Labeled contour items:
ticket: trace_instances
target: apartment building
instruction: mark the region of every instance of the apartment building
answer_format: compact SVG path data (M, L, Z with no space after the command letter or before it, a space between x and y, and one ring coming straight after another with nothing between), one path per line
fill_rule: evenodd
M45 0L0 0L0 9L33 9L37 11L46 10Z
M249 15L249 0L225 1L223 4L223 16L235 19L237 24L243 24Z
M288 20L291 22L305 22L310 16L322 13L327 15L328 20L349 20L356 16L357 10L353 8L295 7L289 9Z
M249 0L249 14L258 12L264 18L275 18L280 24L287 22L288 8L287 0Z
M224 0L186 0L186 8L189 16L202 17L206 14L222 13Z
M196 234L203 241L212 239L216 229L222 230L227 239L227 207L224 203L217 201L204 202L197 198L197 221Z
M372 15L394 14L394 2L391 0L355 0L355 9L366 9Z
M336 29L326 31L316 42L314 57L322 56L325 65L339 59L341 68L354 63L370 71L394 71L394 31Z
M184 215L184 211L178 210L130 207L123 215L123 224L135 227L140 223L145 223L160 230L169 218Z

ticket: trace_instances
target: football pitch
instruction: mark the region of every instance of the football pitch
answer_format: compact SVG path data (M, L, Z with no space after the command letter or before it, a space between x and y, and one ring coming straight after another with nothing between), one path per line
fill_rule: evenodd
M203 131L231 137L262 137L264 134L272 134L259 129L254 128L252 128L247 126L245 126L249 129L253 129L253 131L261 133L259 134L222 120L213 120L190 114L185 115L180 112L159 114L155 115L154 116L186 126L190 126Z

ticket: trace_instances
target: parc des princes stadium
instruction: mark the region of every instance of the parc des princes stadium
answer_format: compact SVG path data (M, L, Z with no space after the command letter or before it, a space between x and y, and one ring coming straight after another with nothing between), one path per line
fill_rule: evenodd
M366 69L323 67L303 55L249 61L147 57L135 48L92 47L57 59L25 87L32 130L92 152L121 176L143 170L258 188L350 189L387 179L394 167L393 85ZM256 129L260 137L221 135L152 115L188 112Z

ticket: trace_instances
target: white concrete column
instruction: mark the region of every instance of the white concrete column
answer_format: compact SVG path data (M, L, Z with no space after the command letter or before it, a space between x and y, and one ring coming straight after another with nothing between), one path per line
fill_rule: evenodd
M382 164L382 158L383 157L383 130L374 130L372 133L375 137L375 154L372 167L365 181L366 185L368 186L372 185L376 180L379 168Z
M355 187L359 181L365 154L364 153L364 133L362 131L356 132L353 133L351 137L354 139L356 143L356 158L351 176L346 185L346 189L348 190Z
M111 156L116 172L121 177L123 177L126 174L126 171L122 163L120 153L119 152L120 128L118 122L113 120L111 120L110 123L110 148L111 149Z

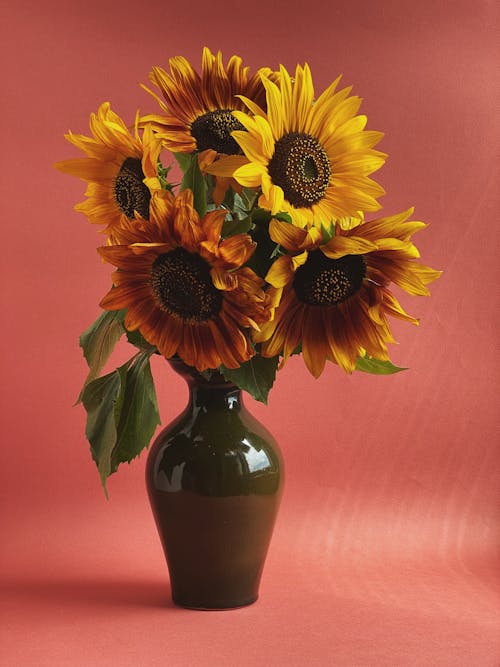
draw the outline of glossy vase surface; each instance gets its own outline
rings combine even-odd
[[[234,384],[170,363],[189,402],[153,443],[146,483],[172,599],[195,609],[251,604],[281,498],[278,445]]]

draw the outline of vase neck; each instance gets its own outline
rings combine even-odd
[[[204,385],[189,382],[189,403],[193,408],[203,410],[240,410],[241,390],[232,383],[224,385]]]
[[[201,374],[180,359],[168,361],[188,385],[190,407],[204,410],[239,410],[242,407],[241,389],[217,371]]]

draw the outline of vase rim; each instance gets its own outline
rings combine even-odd
[[[226,380],[226,378],[217,369],[210,369],[207,371],[198,371],[194,366],[186,364],[180,357],[171,357],[167,359],[171,368],[181,375],[187,382],[189,380],[196,382],[196,384],[205,387],[224,387],[226,389],[239,389],[234,382]]]

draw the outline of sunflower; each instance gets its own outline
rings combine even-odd
[[[294,79],[281,67],[279,87],[262,80],[267,113],[244,97],[253,117],[233,112],[245,131],[232,137],[245,155],[224,158],[209,173],[262,188],[259,205],[288,212],[300,227],[378,210],[384,190],[369,174],[387,156],[373,149],[382,133],[365,131],[366,116],[356,115],[360,98],[349,96],[351,88],[335,93],[339,77],[315,100],[307,65],[297,66]]]
[[[232,56],[224,67],[221,52],[214,55],[207,47],[203,49],[201,76],[182,56],[171,58],[169,65],[170,74],[161,67],[153,67],[149,74],[164,100],[143,86],[164,113],[144,116],[141,123],[151,124],[168,150],[174,153],[197,151],[202,170],[219,155],[242,154],[231,136],[234,130],[244,129],[232,114],[234,110],[246,110],[237,96],[244,95],[256,104],[265,105],[266,91],[260,73],[272,77],[271,70],[263,68],[250,76],[239,56]],[[213,194],[217,204],[231,184],[230,178],[217,179]]]
[[[136,117],[134,136],[109,102],[90,116],[92,137],[69,132],[66,139],[86,158],[63,160],[56,168],[88,182],[87,199],[75,206],[90,222],[105,225],[110,241],[119,241],[122,223],[139,214],[150,217],[151,194],[161,189],[158,157],[161,141],[146,127],[142,138]]]
[[[394,342],[387,315],[413,324],[389,291],[391,282],[409,294],[428,295],[426,285],[440,271],[416,261],[411,236],[426,225],[407,221],[413,209],[344,230],[325,240],[324,230],[301,229],[273,219],[270,235],[287,251],[271,266],[270,298],[280,299],[273,321],[256,332],[262,355],[283,354],[283,362],[302,346],[309,371],[318,377],[326,360],[352,373],[365,354],[388,360]]]
[[[264,281],[243,266],[255,244],[247,234],[221,240],[225,211],[200,219],[190,190],[162,204],[161,218],[124,226],[124,244],[99,248],[118,268],[101,306],[126,308],[125,327],[166,358],[237,368],[255,353],[249,331],[271,316]]]

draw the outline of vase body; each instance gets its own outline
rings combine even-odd
[[[194,609],[251,604],[281,498],[278,445],[235,385],[171,365],[189,402],[153,443],[146,483],[172,599]]]

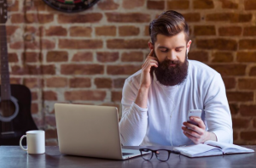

## WHAT NEEDS TO BE DONE
Lay out every line of the items above as a Markdown table with the columns "Row" and "Line", numbering the rows and skipping blank lines. Leave the pictures out.

## RESULT FOR THIS EXERCISE
| Row | Line |
|---|---|
| 1 | ticket: trace_instances |
| 2 | target: apartment building |
| 3 | instruction: mark the region of every instance of the apartment building |
| 4 | answer_format: compact SVG path data (M, L, Z with no space after the command letter or before it, a space between x and y, and one ring coming straight after another with nothing between), one path per line |
| 5 | fill_rule: evenodd |
| 6 | M45 0L0 0L0 9L33 9L37 11L46 10Z |
| 7 | M249 15L249 0L225 1L223 4L223 16L235 19L237 24L243 24Z |
| 8 | M288 20L291 22L305 22L310 16L322 13L327 15L328 20L349 20L356 16L357 10L353 8L295 7L289 9Z |
| 9 | M249 0L249 14L258 12L264 18L275 18L280 24L287 22L288 8L287 0Z |
| 10 | M224 0L186 0L186 8L189 16L202 17L206 14L222 13Z |
| 11 | M196 234L203 241L212 239L216 229L222 230L227 239L227 207L224 203L217 201L204 202L197 198L197 221Z |
| 12 | M372 15L394 14L394 2L391 0L355 0L355 9L366 9Z |
| 13 | M336 29L326 31L316 42L314 57L322 56L325 65L339 59L341 68L354 63L370 71L394 71L394 31Z |
| 14 | M184 215L184 211L178 210L130 207L123 215L123 224L135 227L140 223L145 223L160 230L169 218Z |
| 15 | ticket: trace_instances |
| 16 | target: football pitch |
| 17 | instruction: mark the region of every instance of the football pitch |
| 18 | answer_format: compact SVG path data (M, L, Z with no space after the command letter or before it, a space between x and y, and one ring coming straight after another with nothing between), one path per line |
| 19 | fill_rule: evenodd |
| 20 | M203 131L231 137L262 137L264 134L272 134L259 129L254 128L252 128L247 126L245 126L249 129L253 129L253 131L261 133L259 134L222 120L213 120L190 114L185 115L180 112L159 114L155 115L154 116L186 126L190 126Z |
| 21 | ticket: trace_instances |
| 22 | target: parc des princes stadium |
| 23 | instruction: mark the region of every instance of the parc des princes stadium |
| 24 | answer_format: compact SVG path data (M, L, Z with no space after the command letter or before it, a space between x and y, and one ring coming straight after another with nothing between), one path per line |
| 25 | fill_rule: evenodd |
| 26 | M366 69L323 67L303 55L249 61L147 57L135 48L92 47L57 59L25 87L32 130L92 152L121 176L143 170L258 188L350 189L387 179L394 167L393 85ZM256 129L260 137L221 135L152 115L188 112Z |
| 27 | ticket: trace_instances |
| 28 | target: white concrete column |
| 29 | instruction: mark the region of every instance of the white concrete column |
| 30 | answer_format: compact SVG path data (M, L, Z with no space after the command letter or before it, a space between x and y, and one ring coming straight after another with nothing between), one path per line |
| 31 | fill_rule: evenodd |
| 32 | M382 164L382 158L383 157L383 130L374 130L372 133L375 137L375 154L372 167L365 181L366 185L368 186L372 185L376 180L379 168Z |
| 33 | M355 187L359 181L365 154L364 153L364 133L362 131L356 132L353 133L351 137L354 139L356 143L356 158L351 176L346 185L346 189L348 190Z |
| 34 | M111 156L116 172L121 177L123 177L126 174L126 171L122 163L120 153L119 152L120 128L118 122L113 120L111 120L110 123L110 148L111 149Z |
| 35 | draw the outline of glossy vase surface; each instance gets its own outline |
| 36 | rings combine even-odd |
| 37 | [[[234,384],[170,363],[189,402],[153,443],[146,483],[172,599],[195,609],[251,604],[281,498],[278,445]]] |
| 38 | draw the outline of vase neck; each instance gets its own outline |
| 39 | rings combine even-odd |
| 40 | [[[204,385],[189,382],[189,403],[193,408],[203,410],[240,410],[241,390],[232,383],[224,385]]] |
| 41 | [[[201,374],[180,359],[168,361],[188,385],[190,407],[204,410],[239,410],[242,407],[241,389],[217,371]]] |
| 42 | draw the outline of vase rim; each instance gets its own outline |
| 43 | rings combine even-odd |
| 44 | [[[226,380],[226,378],[217,369],[210,369],[207,371],[198,371],[194,366],[186,364],[180,357],[171,357],[167,359],[171,368],[181,375],[187,382],[189,380],[196,382],[196,384],[205,387],[224,387],[226,389],[239,389],[234,382]]] |
| 45 | draw the outline of sunflower; each instance gets its own outline |
| 46 | rings combine even-odd |
| 47 | [[[294,79],[281,67],[279,87],[262,80],[267,113],[244,97],[253,117],[233,112],[245,131],[232,137],[245,155],[224,158],[209,173],[262,188],[259,205],[288,212],[300,227],[378,210],[384,190],[369,174],[387,156],[373,149],[382,133],[365,131],[366,116],[356,115],[360,98],[349,96],[351,88],[335,93],[339,77],[315,100],[307,65],[297,66]]] |
| 48 | [[[232,56],[224,67],[221,52],[214,55],[207,47],[203,49],[201,76],[182,56],[171,58],[169,65],[170,74],[161,67],[153,67],[149,74],[164,100],[143,86],[164,113],[144,116],[141,123],[151,124],[168,150],[174,153],[197,151],[202,170],[219,155],[242,154],[231,136],[234,130],[244,129],[232,114],[234,110],[246,110],[237,96],[244,95],[256,104],[265,105],[266,91],[260,73],[272,77],[271,70],[263,68],[250,76],[239,56]],[[213,194],[217,204],[231,184],[230,178],[217,179]]] |
| 49 | [[[136,117],[134,136],[109,102],[90,116],[92,137],[69,132],[66,139],[86,158],[63,160],[56,168],[88,182],[87,199],[75,206],[90,222],[105,225],[110,241],[119,241],[122,223],[139,214],[150,217],[151,194],[161,189],[158,157],[161,141],[146,127],[142,138]]] |
| 50 | [[[394,342],[387,315],[413,324],[389,291],[391,282],[409,294],[428,295],[426,285],[440,271],[416,261],[411,236],[426,225],[407,221],[413,209],[344,230],[325,240],[324,230],[301,229],[273,219],[270,235],[287,251],[271,266],[270,298],[280,299],[273,321],[256,332],[262,355],[283,354],[283,362],[302,346],[309,371],[318,377],[326,360],[352,373],[365,354],[388,360]]] |
| 51 | [[[264,281],[243,266],[255,244],[247,234],[221,240],[225,211],[200,219],[190,190],[162,204],[161,218],[124,226],[124,244],[99,248],[118,268],[101,306],[126,308],[125,327],[166,358],[237,368],[255,353],[249,331],[271,316]]] |
| 52 | draw the outline of vase body; each instance gets its own outline |
| 53 | rings combine even-odd |
| 54 | [[[194,609],[251,604],[281,498],[278,445],[235,385],[171,365],[189,402],[153,443],[146,483],[172,599]]] |